§ Excerpt

•••••

Retinitis pigmentosa (RP) is the name given to a group of inherited disorders that affect the retina; it is the most common inherited eye condition affecting one in 4,000 people, according to Fight for Sight.
People with RP experience progressive loss of the photoreceptor cells in the retina that detect light, leading to sight loss and sometimes blindness.
There is currently no cure for RP, but there is hope on the horizon with the development of retinal implants that introduce visual information into the retina by electrically stimulating the surviving retinal neurons, creating so-called bionic vision.
The new Iris II retinal implant, developed by Pixium Vision, is described as a second-generation bionic vision system. The first human implant was successfully performed in France in January on a 47-year-old RP patient who subsequently reported their first perception of light.
The Iris II comprises of an innovative epi-retinal implant, one that’s placed on the retina, and “bio-inspired” smart camera sensor, which sends signals wirelessly to the implant. The camera mimics the functioning of the human eye by continuously focusing on changes in the visual scene, such as brightness, contrast and movement, or providing contoured details of objects and shapes.
Associated with a 150-electrode implant, the system provides almost three times more electrodes than similar solutions and potentially higher-resolution perception. It can also be explanted, minimising the risk of retinal damage and allowing for upgrades to new therapies.
Following approval from the Medicines and Healthcare products Regulatory Agency, clinical trials of the Iris II have now begun at Moorfields Eye Hospital NHS Trust in London as part of a multi-centric European study to assess its safety and performance.
Mahi Muqit, consultant ophthalmologist and vitreoretinal surgeon at Moorfields, and principal investigator for the UK study, says: “Patients with retinitis pigmentosa and outer retinal degenerative disorders can now benefit from a new choice of retinal implant that may potentially further improve visual outcomes and patient wellbeing.
This new retinal implant has the potential to improve patient mobility outdoors and in unfamiliar environments, to help with orientation, and improve patients’ awareness of day and night
“This new clinical trial is key for ophthalmic reference centres such as Moorfields to evaluate the latest technologies, and provide patients with a retinal implant that is differentiated and allows implant exchanges, if needed, so the patient may benefit from potential future solutions.
“Patients have been waiting for such technology to reach the clinical trial stages and they are enthusiastic about participation. This new retinal implant has the potential to improve patient mobility outdoors and in unfamiliar environments, to help with orientation, and improve patients’ awareness of day and night, which can have significant positive impacts on their mood. In short, this new device can help them regain some form of new outlook in their lives.”
Up to ten patients suffering from RP, Usher syndrome, cone-rod dystrophy and choroideremia will take part in the trial, including up to three at Moorfields, paving the way for future commercialization of the system.

•••••

§ Provided records
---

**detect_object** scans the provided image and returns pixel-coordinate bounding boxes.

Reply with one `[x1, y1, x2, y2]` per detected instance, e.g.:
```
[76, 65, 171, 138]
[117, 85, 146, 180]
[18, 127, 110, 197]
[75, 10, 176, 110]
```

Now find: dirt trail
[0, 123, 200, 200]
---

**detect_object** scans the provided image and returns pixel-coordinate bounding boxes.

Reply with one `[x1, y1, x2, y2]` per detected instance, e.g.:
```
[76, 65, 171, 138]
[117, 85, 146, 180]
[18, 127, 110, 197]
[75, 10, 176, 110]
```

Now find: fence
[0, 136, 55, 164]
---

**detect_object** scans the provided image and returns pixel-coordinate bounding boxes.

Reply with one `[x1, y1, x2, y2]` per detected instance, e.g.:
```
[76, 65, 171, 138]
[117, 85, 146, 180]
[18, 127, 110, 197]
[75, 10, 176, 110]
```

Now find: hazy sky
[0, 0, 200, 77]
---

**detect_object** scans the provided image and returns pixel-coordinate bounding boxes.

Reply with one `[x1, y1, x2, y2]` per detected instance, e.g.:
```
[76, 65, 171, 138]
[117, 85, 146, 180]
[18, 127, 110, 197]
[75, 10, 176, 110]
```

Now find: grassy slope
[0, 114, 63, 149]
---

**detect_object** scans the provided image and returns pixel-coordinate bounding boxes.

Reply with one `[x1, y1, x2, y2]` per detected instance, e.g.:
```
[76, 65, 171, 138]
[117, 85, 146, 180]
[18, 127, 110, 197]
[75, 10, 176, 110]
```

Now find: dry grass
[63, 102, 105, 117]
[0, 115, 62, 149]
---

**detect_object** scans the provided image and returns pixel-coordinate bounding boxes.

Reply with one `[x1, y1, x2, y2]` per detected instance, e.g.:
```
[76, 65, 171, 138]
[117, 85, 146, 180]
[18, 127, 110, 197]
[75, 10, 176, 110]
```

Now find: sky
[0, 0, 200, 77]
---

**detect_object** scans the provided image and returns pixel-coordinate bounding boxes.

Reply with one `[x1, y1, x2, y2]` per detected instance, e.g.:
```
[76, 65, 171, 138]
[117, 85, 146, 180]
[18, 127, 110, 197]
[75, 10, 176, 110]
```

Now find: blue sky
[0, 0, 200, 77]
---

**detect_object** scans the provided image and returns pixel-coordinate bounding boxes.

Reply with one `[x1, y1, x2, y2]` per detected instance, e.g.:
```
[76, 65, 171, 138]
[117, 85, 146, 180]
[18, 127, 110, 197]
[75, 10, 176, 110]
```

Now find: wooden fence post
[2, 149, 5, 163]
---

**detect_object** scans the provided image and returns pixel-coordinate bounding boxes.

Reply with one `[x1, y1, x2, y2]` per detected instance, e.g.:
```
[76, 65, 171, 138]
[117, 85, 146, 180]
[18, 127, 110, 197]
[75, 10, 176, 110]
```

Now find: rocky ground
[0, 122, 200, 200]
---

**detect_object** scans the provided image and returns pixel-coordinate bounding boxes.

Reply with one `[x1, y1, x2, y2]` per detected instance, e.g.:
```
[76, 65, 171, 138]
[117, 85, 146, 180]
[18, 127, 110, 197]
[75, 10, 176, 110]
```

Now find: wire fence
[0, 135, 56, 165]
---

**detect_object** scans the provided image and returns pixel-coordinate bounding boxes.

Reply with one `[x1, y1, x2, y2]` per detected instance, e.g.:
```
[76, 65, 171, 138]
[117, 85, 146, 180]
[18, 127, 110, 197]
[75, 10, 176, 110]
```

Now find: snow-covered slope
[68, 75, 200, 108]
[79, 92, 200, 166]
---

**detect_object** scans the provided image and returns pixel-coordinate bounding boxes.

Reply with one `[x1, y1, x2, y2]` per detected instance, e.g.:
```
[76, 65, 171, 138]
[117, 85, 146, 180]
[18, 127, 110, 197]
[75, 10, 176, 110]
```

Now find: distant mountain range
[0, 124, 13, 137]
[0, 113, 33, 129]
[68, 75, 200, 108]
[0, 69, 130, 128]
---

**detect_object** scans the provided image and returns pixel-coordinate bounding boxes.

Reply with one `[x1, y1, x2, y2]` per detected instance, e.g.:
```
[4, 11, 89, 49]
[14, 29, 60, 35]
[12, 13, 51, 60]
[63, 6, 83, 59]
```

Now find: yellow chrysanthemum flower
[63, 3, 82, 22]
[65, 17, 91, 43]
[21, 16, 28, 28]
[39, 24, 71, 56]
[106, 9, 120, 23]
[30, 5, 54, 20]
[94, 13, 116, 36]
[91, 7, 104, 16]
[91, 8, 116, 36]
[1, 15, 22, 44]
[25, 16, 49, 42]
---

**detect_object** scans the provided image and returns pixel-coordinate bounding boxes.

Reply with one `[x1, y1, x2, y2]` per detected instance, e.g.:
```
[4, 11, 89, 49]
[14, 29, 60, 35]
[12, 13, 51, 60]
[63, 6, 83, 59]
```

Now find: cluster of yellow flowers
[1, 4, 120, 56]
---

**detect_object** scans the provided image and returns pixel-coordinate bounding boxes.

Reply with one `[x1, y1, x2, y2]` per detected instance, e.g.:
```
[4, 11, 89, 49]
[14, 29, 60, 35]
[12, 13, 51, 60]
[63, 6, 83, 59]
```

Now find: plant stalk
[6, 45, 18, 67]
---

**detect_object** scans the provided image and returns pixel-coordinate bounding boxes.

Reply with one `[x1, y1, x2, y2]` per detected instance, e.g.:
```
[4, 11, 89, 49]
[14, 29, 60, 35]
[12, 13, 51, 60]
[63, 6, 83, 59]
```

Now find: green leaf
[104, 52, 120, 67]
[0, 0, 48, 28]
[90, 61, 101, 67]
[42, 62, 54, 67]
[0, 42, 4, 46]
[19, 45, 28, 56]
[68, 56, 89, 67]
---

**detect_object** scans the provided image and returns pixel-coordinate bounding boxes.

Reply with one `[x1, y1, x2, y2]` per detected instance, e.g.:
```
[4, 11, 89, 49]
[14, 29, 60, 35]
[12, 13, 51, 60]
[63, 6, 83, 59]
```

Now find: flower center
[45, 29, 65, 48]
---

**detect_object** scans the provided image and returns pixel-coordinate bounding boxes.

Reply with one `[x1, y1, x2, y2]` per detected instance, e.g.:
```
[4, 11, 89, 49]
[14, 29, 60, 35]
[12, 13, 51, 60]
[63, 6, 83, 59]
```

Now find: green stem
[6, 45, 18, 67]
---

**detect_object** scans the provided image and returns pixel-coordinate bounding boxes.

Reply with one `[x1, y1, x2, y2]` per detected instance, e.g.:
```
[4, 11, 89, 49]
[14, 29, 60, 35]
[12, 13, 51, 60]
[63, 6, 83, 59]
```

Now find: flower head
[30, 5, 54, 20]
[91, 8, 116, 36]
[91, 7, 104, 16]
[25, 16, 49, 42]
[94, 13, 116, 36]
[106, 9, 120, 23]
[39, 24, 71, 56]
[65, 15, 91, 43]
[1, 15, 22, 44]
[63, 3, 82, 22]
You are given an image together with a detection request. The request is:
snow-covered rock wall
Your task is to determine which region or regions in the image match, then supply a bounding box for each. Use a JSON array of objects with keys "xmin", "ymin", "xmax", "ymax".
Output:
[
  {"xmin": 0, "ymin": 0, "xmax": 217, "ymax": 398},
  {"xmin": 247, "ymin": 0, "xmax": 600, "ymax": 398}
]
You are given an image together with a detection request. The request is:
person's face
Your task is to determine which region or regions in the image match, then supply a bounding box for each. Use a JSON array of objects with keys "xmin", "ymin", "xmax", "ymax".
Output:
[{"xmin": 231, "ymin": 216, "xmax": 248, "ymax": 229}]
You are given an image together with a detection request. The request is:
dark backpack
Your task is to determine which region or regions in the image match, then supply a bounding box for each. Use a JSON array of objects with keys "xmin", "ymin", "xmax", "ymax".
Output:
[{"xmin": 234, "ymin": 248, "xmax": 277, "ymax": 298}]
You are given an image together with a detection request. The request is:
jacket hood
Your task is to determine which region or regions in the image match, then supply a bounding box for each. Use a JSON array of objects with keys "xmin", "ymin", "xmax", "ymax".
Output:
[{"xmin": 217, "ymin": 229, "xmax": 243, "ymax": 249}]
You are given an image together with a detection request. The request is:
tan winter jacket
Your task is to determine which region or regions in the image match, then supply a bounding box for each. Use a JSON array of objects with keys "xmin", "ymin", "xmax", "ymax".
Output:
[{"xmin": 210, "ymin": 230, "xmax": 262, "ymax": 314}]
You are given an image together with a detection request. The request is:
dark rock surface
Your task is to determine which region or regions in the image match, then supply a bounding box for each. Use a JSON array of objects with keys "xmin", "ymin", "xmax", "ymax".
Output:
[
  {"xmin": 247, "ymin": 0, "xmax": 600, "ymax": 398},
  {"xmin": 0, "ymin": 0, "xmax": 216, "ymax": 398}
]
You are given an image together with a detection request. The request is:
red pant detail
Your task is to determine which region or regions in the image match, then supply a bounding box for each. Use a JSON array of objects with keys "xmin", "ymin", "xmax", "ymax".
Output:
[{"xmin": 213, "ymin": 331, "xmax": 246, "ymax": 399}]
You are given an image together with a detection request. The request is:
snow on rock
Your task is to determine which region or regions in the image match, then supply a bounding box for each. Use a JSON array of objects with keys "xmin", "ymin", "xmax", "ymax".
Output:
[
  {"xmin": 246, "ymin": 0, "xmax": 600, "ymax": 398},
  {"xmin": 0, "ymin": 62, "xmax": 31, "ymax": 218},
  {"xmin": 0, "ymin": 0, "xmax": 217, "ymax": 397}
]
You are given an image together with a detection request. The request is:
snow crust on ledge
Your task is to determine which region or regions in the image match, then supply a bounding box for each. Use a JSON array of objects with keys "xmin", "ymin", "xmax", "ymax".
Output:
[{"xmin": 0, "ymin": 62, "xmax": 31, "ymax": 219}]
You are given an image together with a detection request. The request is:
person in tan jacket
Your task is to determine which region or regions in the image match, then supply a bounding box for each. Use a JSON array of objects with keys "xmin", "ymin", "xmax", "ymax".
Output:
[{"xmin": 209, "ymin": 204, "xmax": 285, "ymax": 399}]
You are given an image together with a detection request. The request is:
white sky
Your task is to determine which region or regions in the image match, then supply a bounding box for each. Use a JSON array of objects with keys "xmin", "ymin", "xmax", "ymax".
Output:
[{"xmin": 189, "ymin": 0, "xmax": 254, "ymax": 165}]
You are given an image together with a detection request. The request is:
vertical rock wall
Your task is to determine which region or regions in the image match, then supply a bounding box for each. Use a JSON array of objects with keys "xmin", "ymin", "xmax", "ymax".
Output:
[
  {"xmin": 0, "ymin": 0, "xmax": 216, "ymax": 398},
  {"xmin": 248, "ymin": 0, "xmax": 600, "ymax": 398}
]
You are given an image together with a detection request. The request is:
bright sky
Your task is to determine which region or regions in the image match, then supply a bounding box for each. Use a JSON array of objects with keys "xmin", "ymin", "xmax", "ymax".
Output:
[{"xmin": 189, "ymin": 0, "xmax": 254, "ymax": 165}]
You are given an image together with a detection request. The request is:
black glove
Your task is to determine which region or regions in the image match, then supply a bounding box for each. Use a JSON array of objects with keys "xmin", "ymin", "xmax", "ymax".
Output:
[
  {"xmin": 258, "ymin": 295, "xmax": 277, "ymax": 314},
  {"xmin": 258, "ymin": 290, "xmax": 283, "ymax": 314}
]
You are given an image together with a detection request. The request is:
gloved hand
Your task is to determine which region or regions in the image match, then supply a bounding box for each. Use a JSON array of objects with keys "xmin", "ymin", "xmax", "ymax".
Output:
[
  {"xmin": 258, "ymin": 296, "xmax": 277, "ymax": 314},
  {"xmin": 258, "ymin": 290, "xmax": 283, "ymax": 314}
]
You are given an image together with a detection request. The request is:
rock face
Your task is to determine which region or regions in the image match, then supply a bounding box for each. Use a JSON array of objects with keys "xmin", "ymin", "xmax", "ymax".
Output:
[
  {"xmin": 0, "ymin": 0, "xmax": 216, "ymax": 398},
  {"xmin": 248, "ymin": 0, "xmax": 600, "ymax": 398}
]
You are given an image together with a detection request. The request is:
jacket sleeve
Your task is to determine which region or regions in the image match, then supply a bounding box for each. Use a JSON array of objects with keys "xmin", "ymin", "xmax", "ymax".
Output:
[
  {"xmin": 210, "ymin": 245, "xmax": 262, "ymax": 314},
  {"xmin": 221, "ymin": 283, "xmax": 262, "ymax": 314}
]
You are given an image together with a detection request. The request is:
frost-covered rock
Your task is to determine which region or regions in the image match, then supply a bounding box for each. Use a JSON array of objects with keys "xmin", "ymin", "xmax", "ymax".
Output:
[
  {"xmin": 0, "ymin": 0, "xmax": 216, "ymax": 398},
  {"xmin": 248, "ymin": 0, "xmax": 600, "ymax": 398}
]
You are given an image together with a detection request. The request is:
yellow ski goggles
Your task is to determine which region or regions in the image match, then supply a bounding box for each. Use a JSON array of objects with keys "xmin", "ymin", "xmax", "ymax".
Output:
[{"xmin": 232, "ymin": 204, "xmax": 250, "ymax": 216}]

•••••

§ Problem requirements
According to the article about the Iris II retinal implant, how many electrodes does the implant have?

§ Task output
150 electrodes.